[Saved entries]
++++++++++++++++++++
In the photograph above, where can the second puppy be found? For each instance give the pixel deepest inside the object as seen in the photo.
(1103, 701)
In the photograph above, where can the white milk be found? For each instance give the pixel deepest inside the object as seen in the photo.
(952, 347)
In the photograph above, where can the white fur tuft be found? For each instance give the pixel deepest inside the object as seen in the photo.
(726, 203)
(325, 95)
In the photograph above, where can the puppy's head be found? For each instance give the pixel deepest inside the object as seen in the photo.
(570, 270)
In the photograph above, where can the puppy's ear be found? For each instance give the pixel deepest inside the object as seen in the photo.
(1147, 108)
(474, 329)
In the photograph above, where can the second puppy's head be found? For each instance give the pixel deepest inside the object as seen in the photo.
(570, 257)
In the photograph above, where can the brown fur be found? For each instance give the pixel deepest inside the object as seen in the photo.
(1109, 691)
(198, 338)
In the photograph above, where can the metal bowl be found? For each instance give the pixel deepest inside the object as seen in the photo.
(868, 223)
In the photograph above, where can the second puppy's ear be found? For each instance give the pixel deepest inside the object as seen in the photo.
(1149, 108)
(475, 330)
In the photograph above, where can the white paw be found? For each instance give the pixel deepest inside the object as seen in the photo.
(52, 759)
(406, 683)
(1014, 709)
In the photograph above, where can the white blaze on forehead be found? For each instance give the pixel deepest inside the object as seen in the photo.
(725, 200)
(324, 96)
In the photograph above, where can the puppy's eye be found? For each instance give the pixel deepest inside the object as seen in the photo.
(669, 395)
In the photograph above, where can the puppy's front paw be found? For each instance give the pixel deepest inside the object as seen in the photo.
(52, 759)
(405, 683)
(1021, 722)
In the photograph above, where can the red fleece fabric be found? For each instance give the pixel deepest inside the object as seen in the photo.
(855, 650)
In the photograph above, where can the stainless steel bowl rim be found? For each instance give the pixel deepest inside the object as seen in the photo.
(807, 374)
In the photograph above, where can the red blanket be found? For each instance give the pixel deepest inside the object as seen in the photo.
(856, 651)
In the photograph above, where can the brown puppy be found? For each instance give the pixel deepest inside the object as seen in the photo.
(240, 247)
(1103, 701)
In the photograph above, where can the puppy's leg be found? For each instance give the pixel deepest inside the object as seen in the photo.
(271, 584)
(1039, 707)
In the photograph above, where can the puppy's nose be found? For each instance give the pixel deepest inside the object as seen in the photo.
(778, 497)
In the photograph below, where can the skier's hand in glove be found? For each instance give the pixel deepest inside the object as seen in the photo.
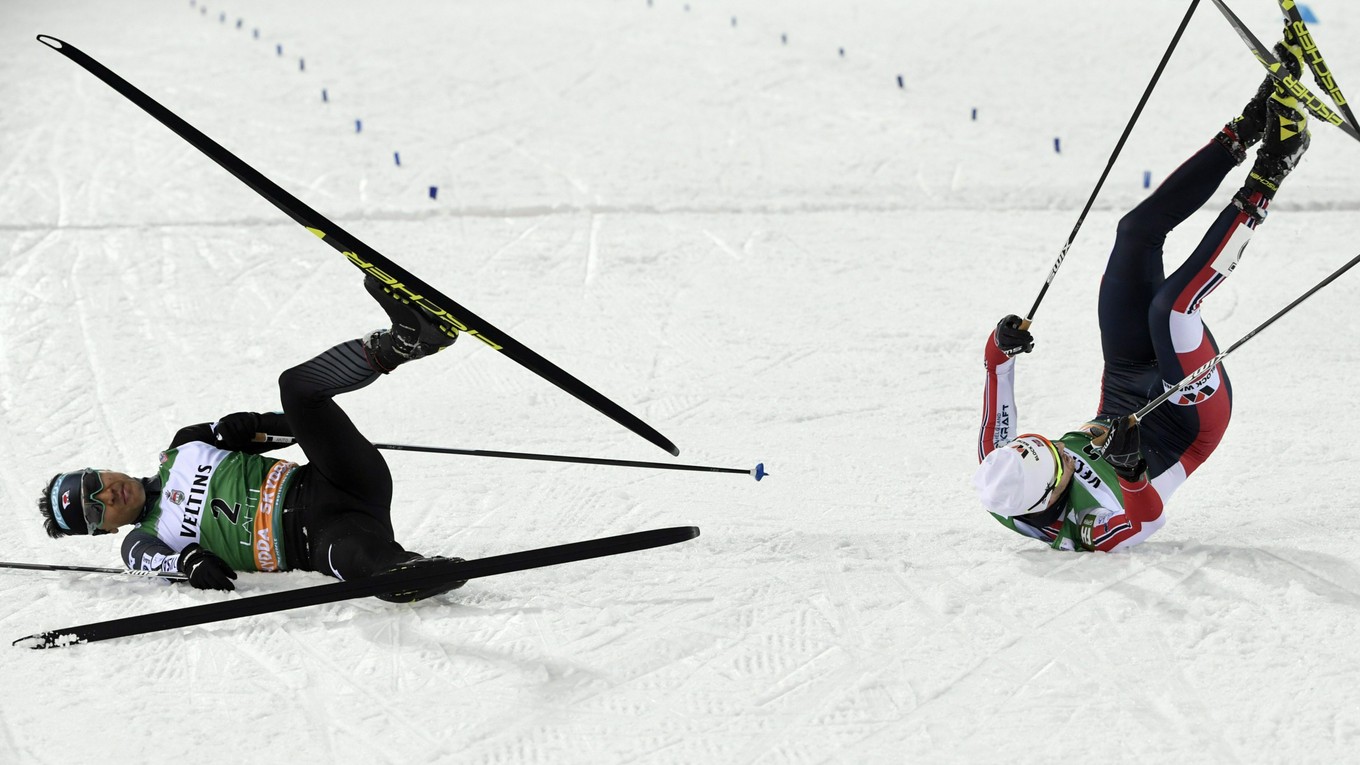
(235, 432)
(204, 569)
(1124, 449)
(1011, 338)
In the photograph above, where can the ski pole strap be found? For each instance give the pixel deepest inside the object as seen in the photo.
(758, 473)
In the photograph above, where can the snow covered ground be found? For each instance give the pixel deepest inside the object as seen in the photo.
(762, 247)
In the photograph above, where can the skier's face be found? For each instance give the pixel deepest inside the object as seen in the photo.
(123, 498)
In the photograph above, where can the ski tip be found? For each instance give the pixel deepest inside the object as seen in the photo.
(46, 640)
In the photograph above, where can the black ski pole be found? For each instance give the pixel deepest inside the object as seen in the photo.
(90, 569)
(758, 473)
(1118, 147)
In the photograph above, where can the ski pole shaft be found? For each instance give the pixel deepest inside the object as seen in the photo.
(1219, 358)
(1114, 155)
(758, 473)
(90, 569)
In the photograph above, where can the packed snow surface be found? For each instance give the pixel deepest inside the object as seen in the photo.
(732, 219)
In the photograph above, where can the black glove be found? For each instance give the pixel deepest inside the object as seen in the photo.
(1122, 449)
(204, 569)
(1011, 338)
(235, 432)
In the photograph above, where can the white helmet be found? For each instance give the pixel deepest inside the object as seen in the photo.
(1020, 477)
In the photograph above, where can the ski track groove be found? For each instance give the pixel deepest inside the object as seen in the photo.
(343, 674)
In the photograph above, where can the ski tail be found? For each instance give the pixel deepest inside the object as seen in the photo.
(444, 311)
(1317, 64)
(91, 569)
(1315, 105)
(380, 584)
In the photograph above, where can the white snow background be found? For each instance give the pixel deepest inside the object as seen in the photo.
(762, 247)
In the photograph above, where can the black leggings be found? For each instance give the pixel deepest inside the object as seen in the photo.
(1151, 330)
(346, 496)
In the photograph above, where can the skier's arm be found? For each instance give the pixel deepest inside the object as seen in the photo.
(998, 400)
(235, 432)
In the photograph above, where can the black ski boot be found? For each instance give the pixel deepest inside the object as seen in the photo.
(1246, 129)
(1285, 140)
(414, 334)
(418, 561)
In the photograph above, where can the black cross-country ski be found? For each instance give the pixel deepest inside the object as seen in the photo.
(452, 316)
(90, 569)
(380, 584)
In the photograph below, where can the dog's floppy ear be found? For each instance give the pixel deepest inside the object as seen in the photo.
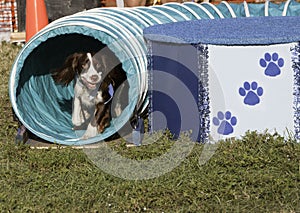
(65, 74)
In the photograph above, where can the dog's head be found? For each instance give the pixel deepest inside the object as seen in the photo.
(88, 68)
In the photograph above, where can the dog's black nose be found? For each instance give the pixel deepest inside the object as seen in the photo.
(94, 77)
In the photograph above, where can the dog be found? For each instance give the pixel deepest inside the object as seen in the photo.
(98, 79)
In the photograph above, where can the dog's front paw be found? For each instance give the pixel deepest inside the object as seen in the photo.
(91, 131)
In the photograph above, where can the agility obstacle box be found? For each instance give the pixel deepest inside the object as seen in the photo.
(44, 108)
(235, 75)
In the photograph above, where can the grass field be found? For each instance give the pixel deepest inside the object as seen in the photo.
(258, 173)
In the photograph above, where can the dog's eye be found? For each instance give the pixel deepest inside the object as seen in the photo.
(85, 66)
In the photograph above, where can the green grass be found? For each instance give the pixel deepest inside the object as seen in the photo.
(258, 173)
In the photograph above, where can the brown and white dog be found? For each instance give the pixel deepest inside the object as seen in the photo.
(98, 79)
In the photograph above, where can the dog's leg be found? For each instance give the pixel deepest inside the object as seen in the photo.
(91, 131)
(105, 119)
(76, 113)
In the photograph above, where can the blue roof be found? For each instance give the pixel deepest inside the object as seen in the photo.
(237, 31)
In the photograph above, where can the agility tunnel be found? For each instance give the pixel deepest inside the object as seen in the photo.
(44, 108)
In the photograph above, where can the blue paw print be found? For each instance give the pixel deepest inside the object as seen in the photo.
(251, 93)
(225, 122)
(272, 63)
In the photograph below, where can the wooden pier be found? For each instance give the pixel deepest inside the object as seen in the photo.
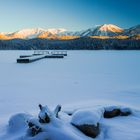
(37, 55)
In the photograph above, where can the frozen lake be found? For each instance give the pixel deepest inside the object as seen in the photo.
(81, 77)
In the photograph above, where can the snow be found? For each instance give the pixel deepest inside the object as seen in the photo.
(92, 117)
(82, 81)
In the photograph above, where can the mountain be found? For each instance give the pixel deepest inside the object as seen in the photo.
(34, 33)
(103, 30)
(132, 31)
(26, 33)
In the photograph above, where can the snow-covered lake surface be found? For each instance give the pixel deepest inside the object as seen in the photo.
(83, 78)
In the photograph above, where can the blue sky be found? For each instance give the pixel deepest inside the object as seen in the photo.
(69, 14)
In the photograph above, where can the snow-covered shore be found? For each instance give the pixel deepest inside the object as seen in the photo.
(82, 79)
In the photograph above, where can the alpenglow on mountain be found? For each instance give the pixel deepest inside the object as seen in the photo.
(108, 30)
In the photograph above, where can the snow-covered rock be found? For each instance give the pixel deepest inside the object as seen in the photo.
(18, 122)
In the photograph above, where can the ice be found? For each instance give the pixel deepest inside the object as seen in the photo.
(80, 81)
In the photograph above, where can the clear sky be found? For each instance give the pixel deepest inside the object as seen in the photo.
(69, 14)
++++++++++++++++++++
**PROBLEM STATEMENT**
Copy the data exactly. Any picture it contains is to be omitted.

**REPLY**
In the photograph above, where can the second puppy be found? For each instance give the pixel deepest inside the object as seen in the photo.
(1103, 701)
In the photograph above, where can the white milk be found? For each instance give the pixel deepest inside the object as seen in the photo.
(952, 347)
In the photograph above, where can the white fur tuft be found? For each instance give the pixel deepest inside the object as seen in the photo.
(726, 203)
(325, 95)
In the photograph above, where can the puppy's head be found? For each instance give the pixel deepest inside the object as seen in the photo.
(570, 270)
In the photograph above, where can the puppy's ear be found? For each instance give the pixel deepest inside the object as seen in the photo.
(1147, 108)
(474, 329)
In the photograph above, where can the second puppy's head be found? For each instance give the pixel deepest inside the object as seen in the photo.
(570, 257)
In the photograph above, where can the brown fur be found? For each instance give the pixel deepest inside the object as seen in the photo.
(1109, 691)
(198, 338)
In the photograph above, where can the metal bowl be found? For each instance give the pixel deepest inside the object as seen in the photo.
(868, 223)
In the photograph above, where can the second puppy's ear be found? For each instance give the pixel deepest inside the object as seen in the photo.
(1149, 108)
(475, 330)
In the photograph above, where can the white paw be found? For each instance give the pixel deepest inside the object as seen in the photo.
(52, 759)
(406, 683)
(1014, 709)
In the photograph above, where can the white blaze on forehead be found? For each instance give the pixel deepest inside the object as seen in the photo.
(725, 200)
(324, 96)
In the photograph above, where can the puppy's eye be found? For each instance give the pixel deepest inside the object as seen in the photo.
(669, 395)
In the photograph above, where can the puppy's front paw be found? For each instance give the pixel deepest inside the object as seen in the photo.
(52, 759)
(405, 683)
(1021, 722)
In the photograph above, where can the red fleece fabric be found? For each instance give the pixel deepest inside the object as seen in the photo.
(855, 650)
In the photograph above, where can the stainless steel bowl rim be found? For each instance give the pixel deepest inside the object as seen in the photo.
(807, 374)
In the photograph above, where can the red blanket be found? For each instance give the pixel deepest inside the object as seen in the photo.
(856, 651)
In the photograph above, where can the brown puppy be found? For each instance give the pixel deepest inside the object as seen in the photo.
(240, 247)
(1103, 701)
In the photograph above, where can the puppy's leg be found? For each instance give the pixel deepest inside the object as seen in the photo.
(271, 584)
(1039, 707)
In the photograph above, where can the puppy's nose be found? For each instance give the pixel deepest inside the object as seen in the photo.
(778, 497)
In the photograph below, where can the skier's hand in glove be found? For each instance give the pixel deepest inside the object as seen in the photo.
(235, 432)
(204, 569)
(1124, 449)
(1011, 338)
In the photograph above, where can the ski pole strap be found? For each instance give the pixel deepest inside the object as seen in the photo.
(758, 473)
In the photograph above, where can the snow covered ground be found? For each instance give the pixel deepest inside the object as seen in the photo.
(762, 247)
In the photograph above, where can the skier's face be found? For each instance give the pixel deepest inside the object as seen in the photo.
(123, 498)
In the photograph above, where can the ski tip be found? For each instance give the pixel deepest inside the object as seen in the photo.
(46, 640)
In the photograph above, where can the black ski pole be found? For each instance give the pixel deepest inside the object as seen in the photo.
(90, 569)
(758, 473)
(1118, 147)
In the photograph above, where can the ski pole shaft be found? For each instance give the pixel deepest inside the object as seen in the photo.
(1219, 358)
(1114, 155)
(758, 473)
(90, 569)
In the photograph above, where can the packed snow surface be found? For each instance give the pixel deepest inside the object as seen in the photo.
(732, 219)
In the photograph above, where can the black glove be found? For each instance give the pixel deepest inside the object as seen in the photo.
(1122, 449)
(204, 569)
(1011, 338)
(235, 432)
In the photograph above, where can the white helmet be found? For each instance give the pixel deepest inside the object as seen in the photo.
(1020, 477)
In the photograph above, where can the ski track groove be found? For each instance give the pixel deepest inside the object as seen in the photo.
(343, 674)
In the photograph above, where can the ski tail be found? For each instance give the pixel deepest inside the object as seen in the photo.
(444, 311)
(1317, 64)
(91, 569)
(1315, 105)
(380, 584)
In the photograph above, where can the white snow background be found? For each instance give the pixel deepest inside the object as seen in the photo.
(762, 247)
In the photograph above, where can the black leggings be found? For each instance give the pixel deepest inside the object as seen in the photo.
(1151, 330)
(346, 496)
In the photograph above, where can the skier's arm be found? For each instance give the pixel deepest inside the object as seen in the photo.
(998, 400)
(235, 432)
In the photograph above, where can the black ski boot be found? For each instance give the pixel deepest inside the object as seen in the photo.
(1246, 129)
(1285, 140)
(414, 334)
(418, 561)
In the photograph above, where can the black cross-country ski be found? For each instance give the pixel deepest inside the object as seen in the photo.
(452, 316)
(90, 569)
(380, 584)
In the photograph below, where can the dog's floppy ear be found? For each instance give the pixel deepest inside the object as seen in the photo.
(65, 74)
In the photograph above, where can the dog's head be found? For each instance give the pixel deepest inside the object as seen in the photo.
(88, 68)
In the photograph above, where can the dog's black nose be found? For each instance give the pixel deepest inside the object as seen in the photo.
(94, 77)
In the photograph above, where can the dog be found? For each instance give the pixel deepest inside the object as seen in the photo.
(98, 79)
In the photograph above, where can the dog's front paw be found? For each instance give the pixel deepest inside the object as seen in the photo.
(91, 131)
In the photograph above, where can the agility obstacle box be found? For each instance give the pixel deepest inside the object as seen in the photo.
(44, 108)
(235, 75)
In the photograph above, where can the grass field be found? For each instance give the pixel deepest inside the object as seen in the photo.
(258, 173)
In the photograph above, where can the dog's eye be found? For each instance give the pixel deepest inside the object as seen in the photo.
(85, 66)
In the photograph above, where can the green grass be found? For each instance give the pixel deepest inside the object as seen in the photo.
(258, 173)
In the photograph above, where can the brown and white dog be found? For each instance give the pixel deepest inside the object as seen in the photo.
(98, 79)
In the photograph above, where can the dog's leg be found? For each instance give the pixel deepest inside the object as seen in the photo.
(91, 131)
(105, 119)
(76, 113)
In the photograph above, where can the blue roof be found? For each instance give the pixel deepest inside the object as seen in the photo.
(237, 31)
In the photograph above, where can the agility tunnel be found? For each instance give the pixel deepest inside the object as seen in the photo.
(44, 108)
In the photograph above, where can the blue paw print be found? For each instance give the pixel deepest inside the object as seen in the photo.
(251, 93)
(225, 122)
(272, 63)
In the photograph below, where can the wooden pier be found? For each instance give the pixel deepest inside the object as seen in the photo.
(37, 55)
In the photograph above, where can the frozen lake be found? For each instance give the pixel deepest inside the object as seen in the photo.
(81, 77)
In the photograph above, where can the snow be found? For each instance give the pixel deepest inside the object as seen in the photo.
(92, 117)
(82, 81)
In the photograph above, where can the mountain be found? For each instance give the pixel deepest inside the object as seen in the photo.
(34, 33)
(103, 30)
(132, 31)
(26, 33)
In the photograph above, where can the snow-covered lake surface be found? For each instance give the pixel deepest inside the object as seen in the photo.
(83, 78)
In the photograph above, where can the blue sky be found? For each instance give the pixel deepest inside the object as seen in the photo.
(69, 14)
In the photograph above, where can the snow-covered shore be found? For each instance give the pixel deepest inside the object as seen in the photo.
(82, 79)
In the photograph above, where can the alpenglow on mountain be found? For each instance give the pixel deepest inside the object as seen in the photo.
(108, 30)
In the photograph above, where can the snow-covered rock be found? For each instance give the pixel deepest inside the object as seen in the photo.
(18, 122)
In the photograph above, where can the ice be found? For each instance give the pixel deepest inside the object as seen in the photo.
(80, 81)
In the photograph above, where can the clear sky be found? For each instance give the pixel deepest inside the object as seen in the photo.
(69, 14)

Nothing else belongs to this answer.